- Assignment
Beginning with the line that holds "Target: engine bay" in the data below, give again every line through the one that holds "Guideline: for every instance of the corn plant, set", exactly as written.

[Items from a dataset]
++++++++++++++++++++
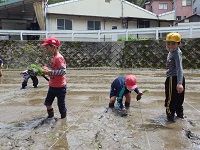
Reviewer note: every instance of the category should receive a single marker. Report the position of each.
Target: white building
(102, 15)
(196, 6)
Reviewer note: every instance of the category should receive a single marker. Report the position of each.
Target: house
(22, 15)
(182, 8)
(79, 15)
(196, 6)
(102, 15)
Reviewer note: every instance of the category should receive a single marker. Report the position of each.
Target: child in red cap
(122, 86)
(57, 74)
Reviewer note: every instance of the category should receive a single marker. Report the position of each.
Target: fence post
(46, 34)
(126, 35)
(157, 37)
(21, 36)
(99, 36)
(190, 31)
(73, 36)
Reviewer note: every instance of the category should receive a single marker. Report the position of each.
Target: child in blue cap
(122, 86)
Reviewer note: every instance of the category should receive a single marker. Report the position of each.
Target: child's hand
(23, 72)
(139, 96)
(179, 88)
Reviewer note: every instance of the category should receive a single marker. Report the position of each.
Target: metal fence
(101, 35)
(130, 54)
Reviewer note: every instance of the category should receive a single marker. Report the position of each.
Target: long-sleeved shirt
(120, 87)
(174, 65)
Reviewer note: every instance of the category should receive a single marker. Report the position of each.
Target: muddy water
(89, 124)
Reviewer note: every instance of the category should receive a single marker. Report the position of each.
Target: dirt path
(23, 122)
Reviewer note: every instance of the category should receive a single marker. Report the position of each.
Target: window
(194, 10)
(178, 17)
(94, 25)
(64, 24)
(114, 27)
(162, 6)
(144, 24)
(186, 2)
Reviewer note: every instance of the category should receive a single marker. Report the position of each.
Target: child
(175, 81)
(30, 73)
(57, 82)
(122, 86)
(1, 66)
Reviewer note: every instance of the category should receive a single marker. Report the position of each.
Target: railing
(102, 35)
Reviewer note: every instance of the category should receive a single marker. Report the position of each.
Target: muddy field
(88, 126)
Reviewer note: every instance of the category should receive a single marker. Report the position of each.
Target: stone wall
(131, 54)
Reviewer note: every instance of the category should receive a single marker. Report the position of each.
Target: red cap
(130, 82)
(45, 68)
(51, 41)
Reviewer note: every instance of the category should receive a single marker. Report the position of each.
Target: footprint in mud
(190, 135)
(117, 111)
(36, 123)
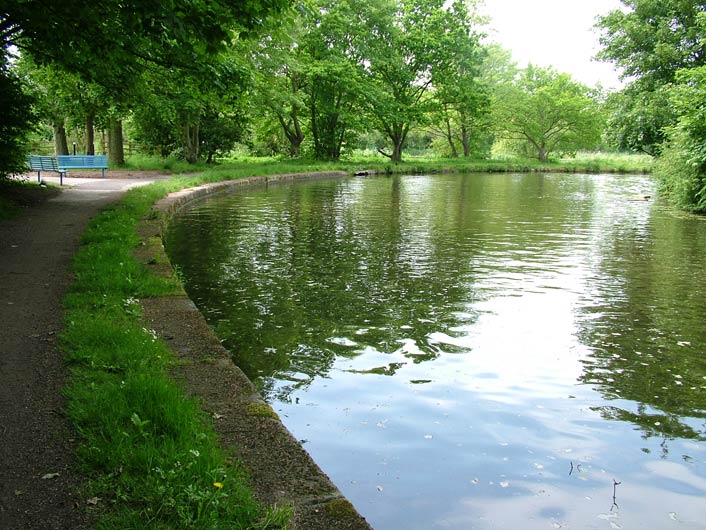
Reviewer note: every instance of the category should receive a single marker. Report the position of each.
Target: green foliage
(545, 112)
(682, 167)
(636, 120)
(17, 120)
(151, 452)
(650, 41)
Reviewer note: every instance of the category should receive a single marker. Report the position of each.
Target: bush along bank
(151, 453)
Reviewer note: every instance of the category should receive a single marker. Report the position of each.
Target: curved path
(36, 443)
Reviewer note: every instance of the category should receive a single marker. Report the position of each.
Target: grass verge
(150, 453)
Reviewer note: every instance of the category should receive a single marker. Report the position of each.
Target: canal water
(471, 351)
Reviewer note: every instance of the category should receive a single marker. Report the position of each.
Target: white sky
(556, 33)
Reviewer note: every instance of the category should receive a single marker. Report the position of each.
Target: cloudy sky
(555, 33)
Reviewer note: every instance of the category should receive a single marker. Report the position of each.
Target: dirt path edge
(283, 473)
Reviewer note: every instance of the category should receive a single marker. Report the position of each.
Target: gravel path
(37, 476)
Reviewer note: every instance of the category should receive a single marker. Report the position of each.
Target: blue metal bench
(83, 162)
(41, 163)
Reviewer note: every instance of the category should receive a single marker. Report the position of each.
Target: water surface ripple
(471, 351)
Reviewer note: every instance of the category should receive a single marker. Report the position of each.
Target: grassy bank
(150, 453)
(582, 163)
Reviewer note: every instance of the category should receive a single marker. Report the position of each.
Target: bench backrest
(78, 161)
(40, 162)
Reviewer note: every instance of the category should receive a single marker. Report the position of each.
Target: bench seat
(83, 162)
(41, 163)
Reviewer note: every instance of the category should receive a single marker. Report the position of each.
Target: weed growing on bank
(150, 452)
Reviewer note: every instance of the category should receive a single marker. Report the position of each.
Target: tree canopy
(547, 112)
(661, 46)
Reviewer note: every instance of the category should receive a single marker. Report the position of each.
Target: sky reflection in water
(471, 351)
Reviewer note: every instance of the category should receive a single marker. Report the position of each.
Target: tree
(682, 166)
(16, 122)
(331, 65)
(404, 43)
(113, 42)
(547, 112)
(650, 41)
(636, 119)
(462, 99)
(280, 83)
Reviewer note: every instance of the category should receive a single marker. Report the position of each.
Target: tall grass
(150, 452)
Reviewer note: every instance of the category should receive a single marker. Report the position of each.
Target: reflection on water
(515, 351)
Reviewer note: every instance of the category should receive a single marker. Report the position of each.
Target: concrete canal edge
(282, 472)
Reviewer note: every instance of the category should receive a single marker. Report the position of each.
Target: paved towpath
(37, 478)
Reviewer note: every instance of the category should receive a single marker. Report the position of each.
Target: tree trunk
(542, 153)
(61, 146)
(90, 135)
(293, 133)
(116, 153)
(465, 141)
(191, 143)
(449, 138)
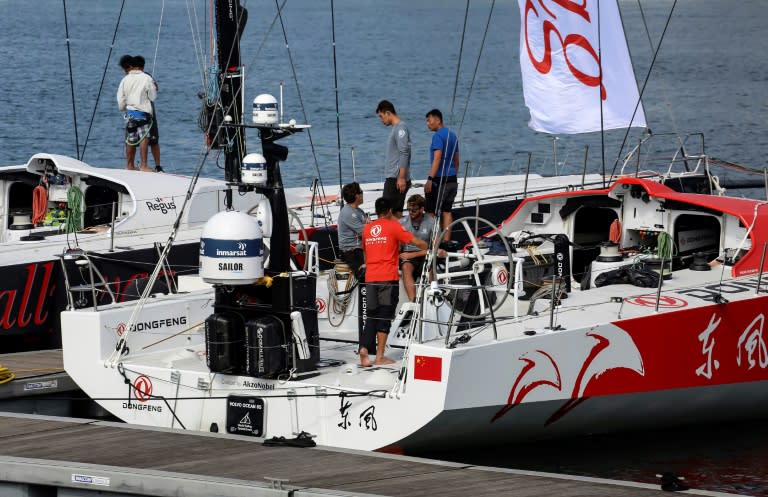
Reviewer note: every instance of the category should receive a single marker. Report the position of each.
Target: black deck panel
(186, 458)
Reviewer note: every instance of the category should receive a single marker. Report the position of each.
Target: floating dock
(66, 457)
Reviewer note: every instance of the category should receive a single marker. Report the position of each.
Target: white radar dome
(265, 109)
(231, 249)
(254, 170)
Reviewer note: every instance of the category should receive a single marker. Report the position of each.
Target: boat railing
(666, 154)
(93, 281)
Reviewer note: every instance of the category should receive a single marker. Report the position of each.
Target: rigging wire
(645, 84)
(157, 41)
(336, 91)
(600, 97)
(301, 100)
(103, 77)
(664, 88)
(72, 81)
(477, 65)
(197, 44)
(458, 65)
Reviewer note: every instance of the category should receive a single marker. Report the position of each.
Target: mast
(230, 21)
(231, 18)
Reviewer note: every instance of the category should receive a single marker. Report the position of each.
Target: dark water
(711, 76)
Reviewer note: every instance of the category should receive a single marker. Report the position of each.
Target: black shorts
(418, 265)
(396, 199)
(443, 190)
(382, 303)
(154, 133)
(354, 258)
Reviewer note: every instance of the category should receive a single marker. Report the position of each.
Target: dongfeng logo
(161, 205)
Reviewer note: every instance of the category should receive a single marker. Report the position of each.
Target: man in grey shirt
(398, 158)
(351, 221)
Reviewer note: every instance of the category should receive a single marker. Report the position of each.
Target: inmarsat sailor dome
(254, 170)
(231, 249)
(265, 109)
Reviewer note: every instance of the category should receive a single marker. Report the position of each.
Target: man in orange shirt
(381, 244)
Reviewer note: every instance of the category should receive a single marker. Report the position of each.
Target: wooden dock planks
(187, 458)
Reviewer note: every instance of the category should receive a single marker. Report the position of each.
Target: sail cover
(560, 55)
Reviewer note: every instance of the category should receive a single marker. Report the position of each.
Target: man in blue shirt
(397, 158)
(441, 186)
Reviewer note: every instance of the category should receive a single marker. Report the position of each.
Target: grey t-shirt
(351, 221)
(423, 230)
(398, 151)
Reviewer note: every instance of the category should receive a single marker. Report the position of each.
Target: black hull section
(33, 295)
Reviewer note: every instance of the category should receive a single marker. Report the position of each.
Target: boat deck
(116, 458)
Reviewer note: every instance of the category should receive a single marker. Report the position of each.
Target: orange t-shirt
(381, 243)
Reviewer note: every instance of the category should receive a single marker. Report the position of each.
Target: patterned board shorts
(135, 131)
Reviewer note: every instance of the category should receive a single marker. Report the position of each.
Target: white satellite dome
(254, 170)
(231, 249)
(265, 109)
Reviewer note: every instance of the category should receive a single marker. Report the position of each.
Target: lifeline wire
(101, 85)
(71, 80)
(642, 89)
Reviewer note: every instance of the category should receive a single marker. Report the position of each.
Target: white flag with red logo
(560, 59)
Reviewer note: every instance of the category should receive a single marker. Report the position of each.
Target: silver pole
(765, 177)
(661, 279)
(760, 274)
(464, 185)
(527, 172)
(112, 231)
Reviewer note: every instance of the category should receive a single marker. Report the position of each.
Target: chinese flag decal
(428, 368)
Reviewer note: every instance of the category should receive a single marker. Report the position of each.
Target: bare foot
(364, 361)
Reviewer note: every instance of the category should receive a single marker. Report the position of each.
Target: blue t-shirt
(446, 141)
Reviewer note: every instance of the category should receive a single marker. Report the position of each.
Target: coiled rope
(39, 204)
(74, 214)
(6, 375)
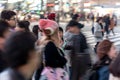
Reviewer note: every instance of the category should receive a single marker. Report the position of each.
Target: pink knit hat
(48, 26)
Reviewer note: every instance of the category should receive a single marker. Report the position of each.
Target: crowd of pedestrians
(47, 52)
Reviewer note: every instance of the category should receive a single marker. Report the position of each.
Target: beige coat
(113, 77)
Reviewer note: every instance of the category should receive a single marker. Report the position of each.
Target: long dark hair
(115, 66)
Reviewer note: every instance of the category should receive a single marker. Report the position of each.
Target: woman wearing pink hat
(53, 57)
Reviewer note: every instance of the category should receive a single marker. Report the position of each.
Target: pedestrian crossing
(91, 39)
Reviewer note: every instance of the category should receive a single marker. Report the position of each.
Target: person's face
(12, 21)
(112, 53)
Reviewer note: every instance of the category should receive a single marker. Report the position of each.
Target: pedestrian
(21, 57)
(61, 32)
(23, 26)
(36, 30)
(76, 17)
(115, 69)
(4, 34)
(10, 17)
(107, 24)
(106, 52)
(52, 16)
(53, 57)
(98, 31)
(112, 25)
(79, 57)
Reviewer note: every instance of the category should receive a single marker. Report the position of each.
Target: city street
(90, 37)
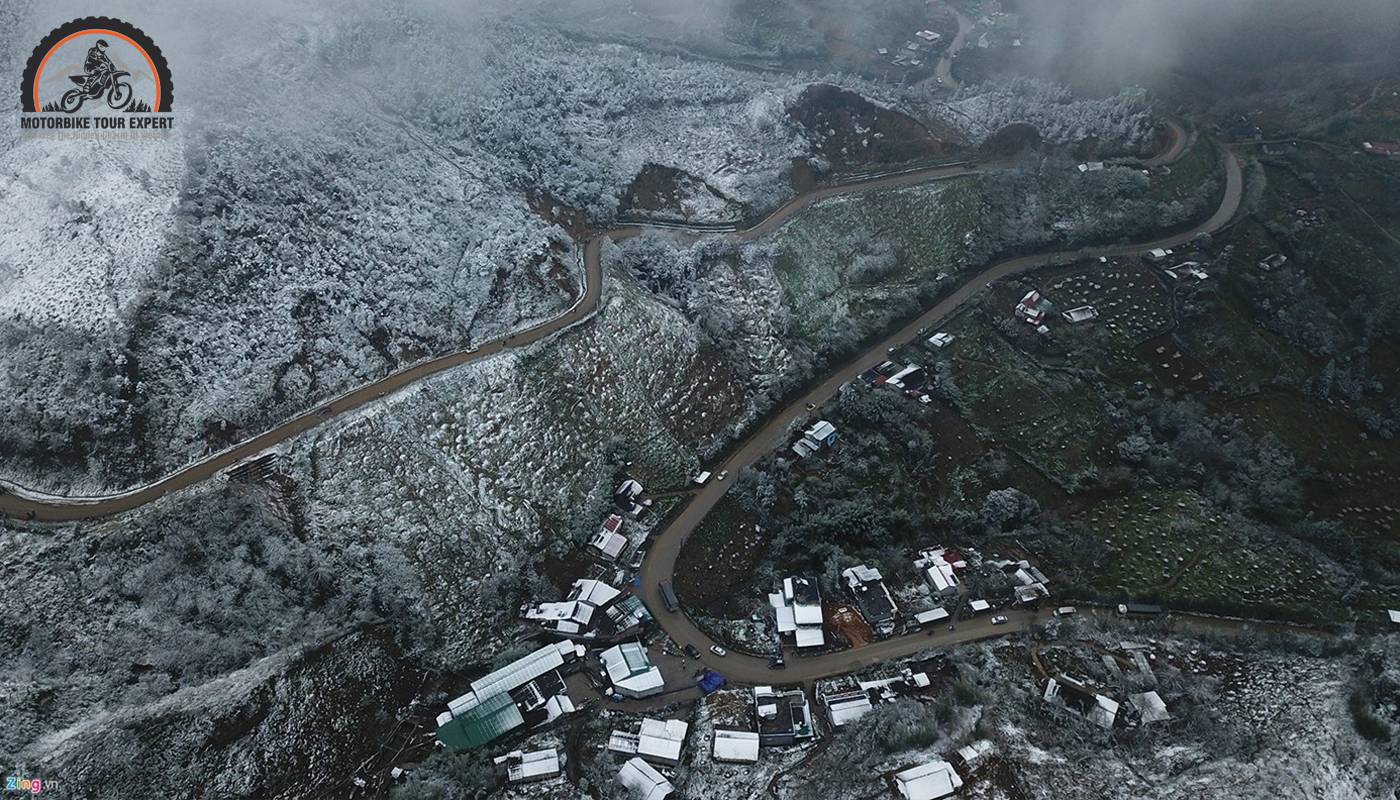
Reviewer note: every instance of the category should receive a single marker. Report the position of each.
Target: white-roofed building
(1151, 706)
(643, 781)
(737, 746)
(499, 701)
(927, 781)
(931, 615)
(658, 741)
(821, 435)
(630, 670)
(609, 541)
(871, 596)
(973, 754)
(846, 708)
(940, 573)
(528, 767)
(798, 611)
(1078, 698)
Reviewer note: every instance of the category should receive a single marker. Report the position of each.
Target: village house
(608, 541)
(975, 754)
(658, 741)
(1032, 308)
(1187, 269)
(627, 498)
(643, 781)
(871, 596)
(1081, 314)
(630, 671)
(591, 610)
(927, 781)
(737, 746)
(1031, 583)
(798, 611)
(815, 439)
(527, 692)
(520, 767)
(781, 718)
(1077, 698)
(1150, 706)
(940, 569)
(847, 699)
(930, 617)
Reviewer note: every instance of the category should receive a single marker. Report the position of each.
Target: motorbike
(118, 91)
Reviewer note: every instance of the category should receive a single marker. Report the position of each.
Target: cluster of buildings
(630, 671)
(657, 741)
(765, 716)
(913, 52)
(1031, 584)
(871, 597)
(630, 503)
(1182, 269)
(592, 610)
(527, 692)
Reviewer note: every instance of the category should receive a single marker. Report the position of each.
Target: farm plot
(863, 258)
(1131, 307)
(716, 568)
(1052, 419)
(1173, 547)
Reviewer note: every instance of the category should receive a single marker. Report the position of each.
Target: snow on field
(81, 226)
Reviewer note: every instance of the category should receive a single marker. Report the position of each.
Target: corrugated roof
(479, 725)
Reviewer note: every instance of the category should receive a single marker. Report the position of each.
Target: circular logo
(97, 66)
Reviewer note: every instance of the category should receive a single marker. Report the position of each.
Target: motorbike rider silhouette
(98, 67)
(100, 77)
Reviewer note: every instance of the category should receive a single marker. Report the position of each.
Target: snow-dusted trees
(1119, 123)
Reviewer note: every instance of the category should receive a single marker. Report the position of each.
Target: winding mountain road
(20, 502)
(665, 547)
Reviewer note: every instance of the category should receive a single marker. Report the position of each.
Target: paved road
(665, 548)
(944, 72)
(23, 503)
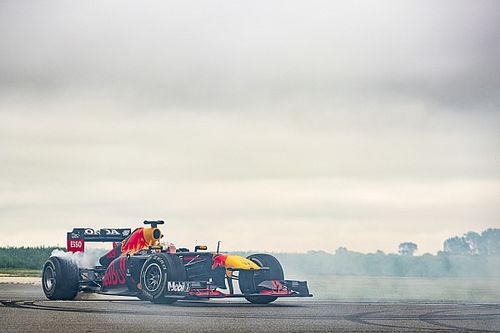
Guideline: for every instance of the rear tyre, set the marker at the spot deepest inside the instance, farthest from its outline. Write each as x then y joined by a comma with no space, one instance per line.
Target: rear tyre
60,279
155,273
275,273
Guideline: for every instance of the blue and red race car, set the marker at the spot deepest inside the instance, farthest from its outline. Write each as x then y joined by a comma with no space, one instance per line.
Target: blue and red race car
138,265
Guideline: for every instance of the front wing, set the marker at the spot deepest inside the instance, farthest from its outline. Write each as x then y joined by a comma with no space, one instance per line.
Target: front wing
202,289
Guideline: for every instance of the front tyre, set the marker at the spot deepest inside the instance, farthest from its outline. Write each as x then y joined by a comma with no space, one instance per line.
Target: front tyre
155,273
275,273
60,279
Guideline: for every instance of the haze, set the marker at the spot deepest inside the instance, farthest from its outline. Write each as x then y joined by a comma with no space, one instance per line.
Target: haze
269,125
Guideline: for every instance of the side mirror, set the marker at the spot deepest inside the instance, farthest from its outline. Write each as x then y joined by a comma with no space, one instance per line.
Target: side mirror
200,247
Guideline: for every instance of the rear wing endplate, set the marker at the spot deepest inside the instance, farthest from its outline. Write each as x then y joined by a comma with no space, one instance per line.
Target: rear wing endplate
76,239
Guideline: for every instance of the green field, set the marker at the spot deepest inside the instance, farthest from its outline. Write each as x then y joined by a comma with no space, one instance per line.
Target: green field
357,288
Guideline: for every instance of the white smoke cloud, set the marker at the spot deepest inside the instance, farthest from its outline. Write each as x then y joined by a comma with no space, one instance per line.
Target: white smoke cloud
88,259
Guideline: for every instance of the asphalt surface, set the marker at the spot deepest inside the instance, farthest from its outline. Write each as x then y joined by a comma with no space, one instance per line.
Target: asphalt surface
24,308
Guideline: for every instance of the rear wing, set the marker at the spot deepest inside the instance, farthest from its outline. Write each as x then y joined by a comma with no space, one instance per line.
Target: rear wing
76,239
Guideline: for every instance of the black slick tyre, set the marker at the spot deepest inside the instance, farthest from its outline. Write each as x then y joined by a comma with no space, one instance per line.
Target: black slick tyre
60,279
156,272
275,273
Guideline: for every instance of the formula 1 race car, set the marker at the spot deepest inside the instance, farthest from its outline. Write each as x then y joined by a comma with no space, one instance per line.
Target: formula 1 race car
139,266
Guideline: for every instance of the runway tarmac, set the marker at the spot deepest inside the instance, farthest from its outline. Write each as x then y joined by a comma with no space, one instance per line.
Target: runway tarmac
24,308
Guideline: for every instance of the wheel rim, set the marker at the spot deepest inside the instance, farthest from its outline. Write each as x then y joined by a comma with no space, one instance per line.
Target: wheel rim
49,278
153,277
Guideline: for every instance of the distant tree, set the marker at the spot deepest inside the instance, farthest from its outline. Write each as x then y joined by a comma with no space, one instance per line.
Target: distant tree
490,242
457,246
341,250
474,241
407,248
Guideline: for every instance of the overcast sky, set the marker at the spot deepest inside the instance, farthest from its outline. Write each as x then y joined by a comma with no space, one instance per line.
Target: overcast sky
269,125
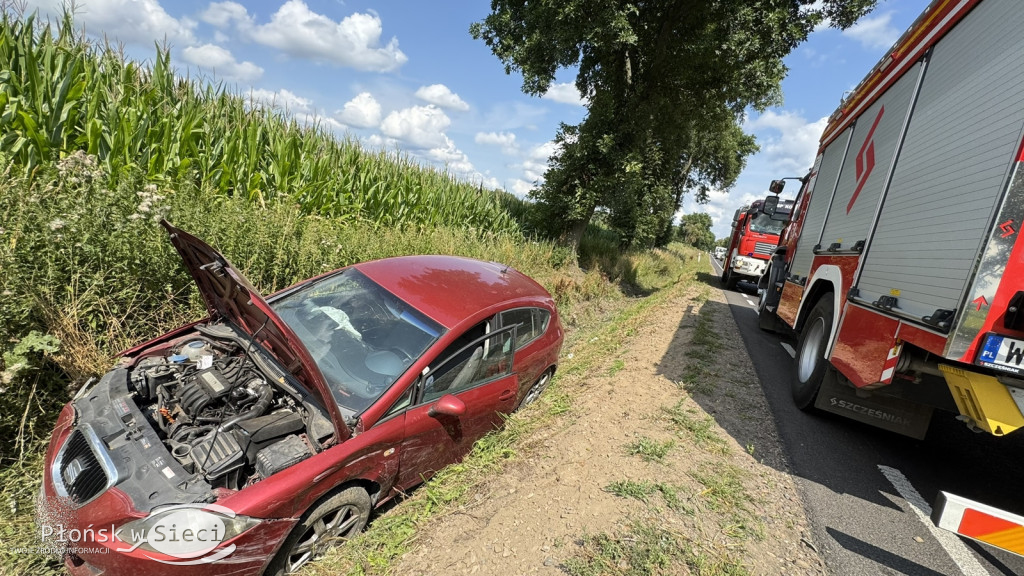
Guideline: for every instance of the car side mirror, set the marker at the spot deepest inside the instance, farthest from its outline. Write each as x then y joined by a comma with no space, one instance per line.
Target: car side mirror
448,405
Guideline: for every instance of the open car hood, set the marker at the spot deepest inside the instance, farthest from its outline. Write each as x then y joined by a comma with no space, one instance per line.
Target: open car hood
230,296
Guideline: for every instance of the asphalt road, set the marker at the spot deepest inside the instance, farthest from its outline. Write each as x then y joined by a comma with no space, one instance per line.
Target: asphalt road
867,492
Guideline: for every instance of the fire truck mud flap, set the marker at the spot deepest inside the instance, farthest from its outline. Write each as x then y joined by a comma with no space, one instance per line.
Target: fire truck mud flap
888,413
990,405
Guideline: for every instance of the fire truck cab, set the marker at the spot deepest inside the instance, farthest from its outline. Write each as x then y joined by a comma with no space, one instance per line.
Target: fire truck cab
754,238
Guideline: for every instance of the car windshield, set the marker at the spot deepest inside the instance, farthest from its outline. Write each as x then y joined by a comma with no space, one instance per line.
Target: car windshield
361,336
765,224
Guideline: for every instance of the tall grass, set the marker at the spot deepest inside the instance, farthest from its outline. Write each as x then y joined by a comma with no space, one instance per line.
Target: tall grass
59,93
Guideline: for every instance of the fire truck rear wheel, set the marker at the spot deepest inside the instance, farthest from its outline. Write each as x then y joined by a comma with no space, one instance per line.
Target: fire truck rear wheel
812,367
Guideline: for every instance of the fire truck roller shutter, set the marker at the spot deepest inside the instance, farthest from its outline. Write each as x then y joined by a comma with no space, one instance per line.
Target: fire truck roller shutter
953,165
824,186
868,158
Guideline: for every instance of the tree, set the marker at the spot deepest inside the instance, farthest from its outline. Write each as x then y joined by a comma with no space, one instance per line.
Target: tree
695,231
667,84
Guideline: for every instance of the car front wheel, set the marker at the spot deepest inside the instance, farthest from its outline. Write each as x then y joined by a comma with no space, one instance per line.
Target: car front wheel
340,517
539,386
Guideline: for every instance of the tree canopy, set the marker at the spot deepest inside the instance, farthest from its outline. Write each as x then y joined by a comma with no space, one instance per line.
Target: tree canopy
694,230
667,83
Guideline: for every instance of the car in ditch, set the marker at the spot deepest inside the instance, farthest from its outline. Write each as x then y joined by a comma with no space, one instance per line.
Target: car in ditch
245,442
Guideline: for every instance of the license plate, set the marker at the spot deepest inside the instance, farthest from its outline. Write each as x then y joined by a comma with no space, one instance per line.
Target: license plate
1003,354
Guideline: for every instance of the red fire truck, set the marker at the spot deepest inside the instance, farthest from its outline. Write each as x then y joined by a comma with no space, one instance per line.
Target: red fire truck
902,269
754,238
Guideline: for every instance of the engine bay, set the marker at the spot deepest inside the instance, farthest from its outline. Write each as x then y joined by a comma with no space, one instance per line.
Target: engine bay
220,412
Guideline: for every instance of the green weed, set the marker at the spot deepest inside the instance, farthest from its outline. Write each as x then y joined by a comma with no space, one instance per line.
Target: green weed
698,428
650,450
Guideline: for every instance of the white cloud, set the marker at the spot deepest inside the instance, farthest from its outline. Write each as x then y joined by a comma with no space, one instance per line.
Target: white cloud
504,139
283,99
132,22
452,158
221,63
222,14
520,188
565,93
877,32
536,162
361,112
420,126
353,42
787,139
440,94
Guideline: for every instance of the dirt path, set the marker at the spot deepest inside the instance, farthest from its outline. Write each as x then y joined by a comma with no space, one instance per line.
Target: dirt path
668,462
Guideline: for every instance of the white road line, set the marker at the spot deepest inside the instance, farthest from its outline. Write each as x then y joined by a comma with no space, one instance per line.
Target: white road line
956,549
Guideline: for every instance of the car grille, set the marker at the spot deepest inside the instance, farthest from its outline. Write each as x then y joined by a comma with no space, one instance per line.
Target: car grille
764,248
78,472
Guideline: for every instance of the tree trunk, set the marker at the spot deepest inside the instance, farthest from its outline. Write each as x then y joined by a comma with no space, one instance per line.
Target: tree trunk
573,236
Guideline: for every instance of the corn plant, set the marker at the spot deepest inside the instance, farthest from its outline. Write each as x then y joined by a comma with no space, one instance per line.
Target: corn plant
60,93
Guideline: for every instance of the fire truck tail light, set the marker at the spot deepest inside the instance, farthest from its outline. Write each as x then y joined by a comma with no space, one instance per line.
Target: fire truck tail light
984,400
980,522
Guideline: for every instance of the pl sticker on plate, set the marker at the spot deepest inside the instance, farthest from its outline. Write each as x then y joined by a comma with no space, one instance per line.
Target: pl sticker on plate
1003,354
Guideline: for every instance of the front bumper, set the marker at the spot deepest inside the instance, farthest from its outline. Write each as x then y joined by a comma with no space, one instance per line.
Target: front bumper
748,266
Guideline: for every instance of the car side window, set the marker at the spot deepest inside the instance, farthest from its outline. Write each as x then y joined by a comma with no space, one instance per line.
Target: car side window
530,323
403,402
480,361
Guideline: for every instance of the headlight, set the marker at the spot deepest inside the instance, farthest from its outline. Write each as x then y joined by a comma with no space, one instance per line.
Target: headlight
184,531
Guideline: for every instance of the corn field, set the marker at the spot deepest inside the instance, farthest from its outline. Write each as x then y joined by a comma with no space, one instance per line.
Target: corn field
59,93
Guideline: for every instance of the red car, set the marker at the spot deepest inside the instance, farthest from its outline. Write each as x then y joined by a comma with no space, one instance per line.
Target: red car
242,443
++++++++++++++++++++
- Solution to this task
Target: engine bay
220,412
Guideline: for every instance of the green weed, set the marker at the spot deepest inside the instance, farthest from its outline. Write each as x then y joined by a comma with no space, one instance per line.
Target: green weed
698,428
650,450
Guideline: for every instance of the white cloud, set the marker at the spot deepest inside the instance, farthest from its outline. Write each as x then y joined by a comma with no space, one instance per line.
Target: white cloud
504,139
283,99
132,22
452,158
221,63
222,14
520,188
565,93
877,32
536,162
361,112
420,126
353,42
787,139
440,94
Guideline: for every instance of the dirt path, set the marker at the spot deepest inside the instance, farthest from its outline. Write each as x then y joined by a comma with no space, one instance per line.
Target: dirt path
668,462
Guideline: for every instance of the white road line, set the marker at the spot deepest inside the instance, farthest from its outline. Write each as x then y joined by a comma with no space, one instance per line.
Target: white road line
956,549
Guideline: for every instance of the car grille, set the marker at the spot deepest inside the instance, farthest from its outline. Write each as x then y joined by a comma with no space, one instance per line.
Target: car grille
764,248
78,472
Guideline: for every instance of the tree trunk, set the marker at the spot deepest inside the instance, farthest from its outline. Write each as x then y joined by a comma with no space, one instance per line.
Target: tree trunk
573,236
Guideline: for every instance of the corn plant, set the marker at the spot deepest inside the instance, farthest from its outline. Write each as x then y joined by a comma with no space, one instance per line.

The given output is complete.